**Work order 1:** Translate the sentence "His baggage train is bigger than his army, and the student who attacks him is too often led to suspect he has won a position when he has only captured a mob of useless camp-followers." from the passage on Hume's philosophy into Spanish.
**Work order 2:** Print everything in the passage on Hume's philosophy from "It is not a" down to "materials of consciousness.".
(Beginning of Source document)
It is not a little strange that a thinker of Hume's capacity should have been satisfied with the results of a psychological analysis which regards some obvious compounds as elements, while it omits altogether a most important class of elementary states.

With respect to the former point, Spinoza's masterly examination of the Passions in the third part of the Ethics should have been known to Hume.[20] But, if he had been acquainted with that wonderful piece of psychological anatomy, he would have learned that the emotions and passions are all complex states, arising from the close association of ideas of pleasure or pain with other ideas; and, indeed, without going to Spinoza, his own acute discussion of the passions leads to the same result,[21] and is wholly inconsistent with his classification of those mental states among the primary uncompounded materials of consciousness.

If Hume's "impressions of reflection" are excluded from among the primary elements of consciousness, nothing is left but the impressions afforded by the five senses, with pleasure and pain. Putting aside the muscular sense, which had not come into view in Hume's time, the questions arise whether these are all the simple undecomposable materials of thought? or whether others exist of which Hume takes no cognizance.

Kant answered the latter question in the affirmative, in the Kritik der reinen Vernunft, and thereby made one of the greatest advances ever effected in philosophy; though it must be confessed that the German philosopher's exposition of his views is so perplexed in style, so burdened with the weight of a cumbrous and uncouth scholasticism, that it is easy to confound the unessential parts of his system with those which are of profound importance. His baggage train is bigger than his army, and the student who attacks him is too often led to suspect he has won a position when he has only captured a mob of useless camp-followers.

In his Principles of Psychology, Mr. Herbert Spencer appears to me to have brought out the essential truth which underlies Kant's doctrine in a far clearer manner than any one else; but, for the purpose of the present summary view of Hume's philosophy, it must suffice if I state the matter in my own way, giving the broad outlines, without entering into the details of a large and difficult discussion.
(End of Source document)
(Beginning of Given records)
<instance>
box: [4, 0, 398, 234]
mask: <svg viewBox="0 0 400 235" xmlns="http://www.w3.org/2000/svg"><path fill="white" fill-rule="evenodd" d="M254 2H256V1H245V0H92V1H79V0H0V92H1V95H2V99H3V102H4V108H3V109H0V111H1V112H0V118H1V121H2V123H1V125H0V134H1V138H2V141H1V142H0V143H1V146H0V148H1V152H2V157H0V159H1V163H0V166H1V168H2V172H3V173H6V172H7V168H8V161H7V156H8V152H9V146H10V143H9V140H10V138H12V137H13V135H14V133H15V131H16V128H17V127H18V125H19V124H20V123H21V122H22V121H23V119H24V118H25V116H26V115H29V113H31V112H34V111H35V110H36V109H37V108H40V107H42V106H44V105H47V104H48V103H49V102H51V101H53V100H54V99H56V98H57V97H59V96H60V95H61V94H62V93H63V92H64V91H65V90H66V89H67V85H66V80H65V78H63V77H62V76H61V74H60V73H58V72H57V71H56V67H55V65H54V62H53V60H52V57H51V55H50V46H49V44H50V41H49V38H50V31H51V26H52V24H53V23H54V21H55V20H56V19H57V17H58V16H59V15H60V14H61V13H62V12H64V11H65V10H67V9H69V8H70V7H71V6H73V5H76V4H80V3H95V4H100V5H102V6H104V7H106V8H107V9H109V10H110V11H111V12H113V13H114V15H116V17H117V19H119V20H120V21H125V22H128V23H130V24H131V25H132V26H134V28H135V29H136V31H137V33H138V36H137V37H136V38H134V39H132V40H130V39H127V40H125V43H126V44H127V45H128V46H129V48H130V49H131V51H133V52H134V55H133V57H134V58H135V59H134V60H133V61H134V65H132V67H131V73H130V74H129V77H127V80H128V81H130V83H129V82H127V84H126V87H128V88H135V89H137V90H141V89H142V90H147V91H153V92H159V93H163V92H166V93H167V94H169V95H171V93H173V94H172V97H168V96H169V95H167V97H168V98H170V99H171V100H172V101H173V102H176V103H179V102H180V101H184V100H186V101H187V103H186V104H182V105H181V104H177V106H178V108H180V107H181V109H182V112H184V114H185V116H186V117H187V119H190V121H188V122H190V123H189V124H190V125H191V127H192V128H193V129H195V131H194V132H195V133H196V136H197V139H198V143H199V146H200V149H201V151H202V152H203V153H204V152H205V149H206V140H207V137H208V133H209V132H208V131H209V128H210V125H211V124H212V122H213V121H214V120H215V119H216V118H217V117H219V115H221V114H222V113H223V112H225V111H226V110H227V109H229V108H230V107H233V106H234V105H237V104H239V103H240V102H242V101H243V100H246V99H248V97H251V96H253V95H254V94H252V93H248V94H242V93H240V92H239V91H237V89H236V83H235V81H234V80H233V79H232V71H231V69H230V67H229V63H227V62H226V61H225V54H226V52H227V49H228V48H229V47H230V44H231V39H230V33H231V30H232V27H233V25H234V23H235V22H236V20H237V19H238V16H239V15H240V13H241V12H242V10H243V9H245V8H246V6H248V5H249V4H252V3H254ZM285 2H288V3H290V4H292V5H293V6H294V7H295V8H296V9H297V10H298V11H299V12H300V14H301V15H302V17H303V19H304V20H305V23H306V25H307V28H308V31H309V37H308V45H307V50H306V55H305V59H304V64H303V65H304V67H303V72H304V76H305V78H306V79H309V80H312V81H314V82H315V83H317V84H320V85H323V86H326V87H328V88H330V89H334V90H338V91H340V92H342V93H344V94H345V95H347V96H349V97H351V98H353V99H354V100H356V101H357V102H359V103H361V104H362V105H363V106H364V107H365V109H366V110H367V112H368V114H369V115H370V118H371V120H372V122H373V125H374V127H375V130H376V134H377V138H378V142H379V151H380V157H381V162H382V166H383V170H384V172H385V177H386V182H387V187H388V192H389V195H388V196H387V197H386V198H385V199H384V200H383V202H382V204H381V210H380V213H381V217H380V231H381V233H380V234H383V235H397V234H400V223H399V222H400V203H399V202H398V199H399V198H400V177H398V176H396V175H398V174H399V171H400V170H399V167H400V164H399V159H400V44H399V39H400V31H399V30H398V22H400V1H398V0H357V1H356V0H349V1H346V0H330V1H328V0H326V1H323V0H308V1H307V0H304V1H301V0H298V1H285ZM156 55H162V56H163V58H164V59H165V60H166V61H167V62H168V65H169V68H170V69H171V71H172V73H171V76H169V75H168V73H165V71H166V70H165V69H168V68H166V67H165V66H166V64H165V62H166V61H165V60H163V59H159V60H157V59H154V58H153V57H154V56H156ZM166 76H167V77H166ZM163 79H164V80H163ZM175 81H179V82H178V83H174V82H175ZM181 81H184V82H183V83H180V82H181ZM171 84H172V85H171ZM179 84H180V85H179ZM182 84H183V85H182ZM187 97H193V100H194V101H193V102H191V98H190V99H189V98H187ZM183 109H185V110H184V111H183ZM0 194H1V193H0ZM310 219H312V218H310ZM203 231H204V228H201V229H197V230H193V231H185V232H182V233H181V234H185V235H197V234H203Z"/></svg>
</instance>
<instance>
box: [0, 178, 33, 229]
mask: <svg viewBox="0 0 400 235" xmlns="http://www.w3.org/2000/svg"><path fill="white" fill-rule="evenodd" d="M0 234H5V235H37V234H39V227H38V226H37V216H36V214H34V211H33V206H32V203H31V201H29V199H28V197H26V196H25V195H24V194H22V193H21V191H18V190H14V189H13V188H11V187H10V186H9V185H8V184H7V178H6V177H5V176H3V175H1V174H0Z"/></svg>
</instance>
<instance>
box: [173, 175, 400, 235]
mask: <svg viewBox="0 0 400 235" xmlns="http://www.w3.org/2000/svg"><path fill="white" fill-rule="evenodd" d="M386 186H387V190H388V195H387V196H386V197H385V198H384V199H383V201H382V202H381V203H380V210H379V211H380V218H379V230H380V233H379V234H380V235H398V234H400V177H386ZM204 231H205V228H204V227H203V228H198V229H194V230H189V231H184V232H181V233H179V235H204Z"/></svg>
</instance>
(End of Given records)
**Response box 1:** Su tren de bagajes es más grande que su ejército, y el estudiante que lo ataca se ve con demasiada frecuencia llevado a sospechar que ha ganado una posición cuando solo ha capturado una turba de inútiles seguidores del campamento.

**Response box 2:**
It is not a little strange that a thinker of Hume's capacity should have been satisfied with the results of a psychological analysis which regards some obvious compounds as elements, while it omits altogether a most important class of elementary states.

With respect to the former point, Spinoza's masterly examination of the Passions in the third part of the Ethics should have been known to Hume.[20] But, if he had been acquainted with that wonderful piece of psychological anatomy, he would have learned that the emotions and passions are all complex states, arising from the close association of ideas of pleasure or pain with other ideas; and, indeed, without going to Spinoza, his own acute discussion of the passions leads to the same result,[21] and is wholly inconsistent with his classification of those mental states among the primary uncompounded materials of consciousness.